━━━ Records
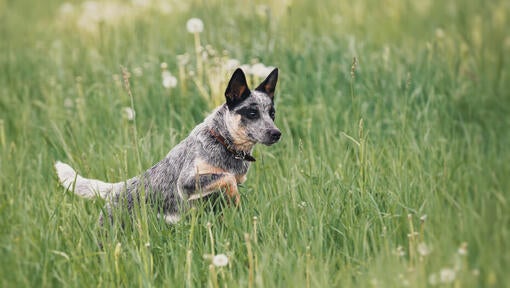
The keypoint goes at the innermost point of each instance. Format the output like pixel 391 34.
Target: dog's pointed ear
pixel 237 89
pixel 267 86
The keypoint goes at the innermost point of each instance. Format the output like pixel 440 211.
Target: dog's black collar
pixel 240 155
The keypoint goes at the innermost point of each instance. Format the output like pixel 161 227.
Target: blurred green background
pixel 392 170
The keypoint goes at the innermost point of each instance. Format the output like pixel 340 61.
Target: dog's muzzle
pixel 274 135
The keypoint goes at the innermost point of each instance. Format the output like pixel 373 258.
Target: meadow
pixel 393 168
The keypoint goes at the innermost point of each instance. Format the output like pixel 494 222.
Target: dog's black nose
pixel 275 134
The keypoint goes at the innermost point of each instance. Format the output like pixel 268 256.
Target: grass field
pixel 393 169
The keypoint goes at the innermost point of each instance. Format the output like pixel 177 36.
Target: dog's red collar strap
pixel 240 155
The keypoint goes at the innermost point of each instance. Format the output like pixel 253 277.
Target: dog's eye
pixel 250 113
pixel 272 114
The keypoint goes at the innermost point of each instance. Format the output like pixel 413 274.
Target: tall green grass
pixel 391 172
━━━━━━
━━━ Records
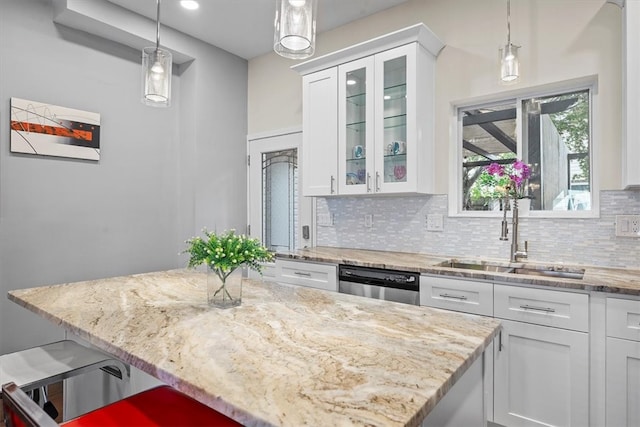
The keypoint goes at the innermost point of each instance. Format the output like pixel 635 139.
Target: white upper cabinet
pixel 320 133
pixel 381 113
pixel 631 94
━━━━━━
**Work item:** Lines wanted from the listing above: the line with "pixel 391 34." up to and including the line with "pixel 177 36.". Please write them out exactly, adding nothing else.

**Problem solution:**
The keypoint goes at the innermost point of each instance. Format the output like pixel 391 34.
Target: dog's pointed ear
pixel 237 89
pixel 267 86
The keypoint goes at the innermost point of each instance. Format the output like pixel 440 211.
Target: dog's black collar
pixel 240 155
The keypoint goes at the innermost point of each instance. Format the output like pixel 161 227.
Target: blurred green background
pixel 392 170
The keypoint goes at the innermost point of each instance. Format the output like pixel 340 61.
Target: dog's muzzle
pixel 274 135
The keypoint goes at the innermost point of each instance. Format the output like pixel 373 258.
Target: meadow
pixel 393 168
The keypoint goes at the innermost point of each instance. Format the output like pixel 494 222.
Target: dog's black nose
pixel 275 134
The keypoint goes at the innermost point of each instance. Format the output like pixel 268 256.
Target: grass field
pixel 393 169
The keypoint goes at the innermost point of each instance. Format the output like pixel 177 36.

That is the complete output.